Texto de origem:
* * * * *

Há, evidentemente, muito de política criminal na aplicação do princípio da insignificância, que deve permitir ao legislador e ao judiciário manterem um corpo ordenativo capaz de atingir os objetivos do Estado em um dado momento. Assim, por exemplo, passando-se a reiteradamente considerar uma determinada conduta como abrigada nos limites do princípio da insignificância, a eventual multiplicação descontrolada dessa conduta certamente passará a representar lesão significativa ao bem jurídico tutelado se considerado amplamente, autorizando-se o judiciário a evoluir seu entendimento para deixar de considerar atípica determinada situação.

__________

1Art. 184. Violar direitos de autor e os que lhe são conexos:

Pena - detenção, de 3 (três) meses a 1 (um) ano, ou multa.

§ 1o Se a violação consistir em reprodução total ou parcial, com intuito de lucro direto ou indireto, por qualquer meio ou processo, de obra intelectual, interpretação, execução ou fonograma, sem autorização expressa do autor, do artista intérprete ou executante, do produtor, conforme o caso, ou de quem os represente:

Pena - reclusão, de 2 (dois) a 4 (quatro) anos, e multa.

§ 2o Na mesma pena do § 1o incorre quem, com o intuito de lucro direto ou indireto, distribui, vende, expõe à venda, aluga, introduz no País, adquire, oculta, tem em depósito, original ou cópia de obra intelectual ou fonograma reproduzido com violação do direito de autor, do direito de artista intérprete ou executante ou do direito do produtor de fonograma, ou, ainda, aluga original ou cópia de obra intelectual ou fonograma, sem a expressa autorização dos titulares dos direitos ou de quem os represente.

* * * * *

Registros do conjunto de dados sobre a localização de objetos
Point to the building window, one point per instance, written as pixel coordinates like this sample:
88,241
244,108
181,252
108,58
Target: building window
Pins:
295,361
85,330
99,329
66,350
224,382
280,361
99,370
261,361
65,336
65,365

* * * * *

Conjunto de tarefas:
[A] Devolva, sem qualquer alteração, o trecho do texto sobre o princípio da insignificância que se inicia nas palavras "1Art. 184. Violar" e termina em "anos, e multa.".
[B] Enumere todos os objetos cuja reprodução é mencionada no § 1o do texto sobre o princípio da insignificância.
[C] Prolongue o texto sobre o princípio da insignificância a partir do ponto em que ele termina.
As entradas constituem um material à parte, independente do texto.

Respostas finais:
[A]
1Art. 184. Violar direitos de autor e os que lhe são conexos:

Pena - detenção, de 3 (três) meses a 1 (um) ano, ou multa.

§ 1o Se a violação consistir em reprodução total ou parcial, com intuito de lucro direto ou indireto, por qualquer meio ou processo, de obra intelectual, interpretação, execução ou fonograma, sem autorização expressa do autor, do artista intérprete ou executante, do produtor, conforme o caso, ou de quem os represente:

Pena - reclusão, de 2 (dois) a 4 (quatro) anos, e multa.

[B] obra intelectual; interpretação; execução; fonograma

[C]
2Mencionem-se os tribunais do Rio Grande do Sul, Rio de Janeiro, Acre, Mato Grosso, Goiás e Minas Gerais como prolatores de decisões que acolhem o entendimento de aplicabilidade do princípio da adequação social para eximir vendedores de produtos piratas da aplicabilidade do artigo 184.

3Nesse sentido, particularmente relevantes os seguintes trechos: "O fato de, muitas vezes, haver tolerância das autoridades públicas em relação a tal prática, não pode e não deve significar que a conduta não seja mais tida como típica, ou que haja exclusão de culpabilidade, razão pela qual, pelo menos até que advenha modificação legislativa, incide o tipo penal, mesmo porque o próprio Estado tutela o direito autoral. [...] Destaque-se, ainda, que a "pirataria" é combatida por inúmeros órgãos institucionais, como o Ministério Público e o Ministério da Justiça, que fazem, inclusive, campanhas em âmbito nacional destinadas a combater tal prática. [...] Na mesma linha de pensamento, colaciono os ensinamentos de Cezar Roberto Bitencourt: (...) a eventual tolerância das autoridades ou a indiferença na repressão criminal, bem como o pretenso desuso, não se apresentam, em nosso sistema jurídico penal, como causa de exclusão da tipicidade. A norma incriminadora não pode ser neutralizada ou considerada revogada em decorrência de desvirtuada autuação das autoridades constituídas (art. 2º, caput, da LICC)". (BITENCOURT, Cezar Roberto. Tratado de Direito Penal. Parte Especial . vol. 4. São Paulo: Saraiva, 2010, p. 162)". (REsp 1.193.196 - MG 2010/0084049-5)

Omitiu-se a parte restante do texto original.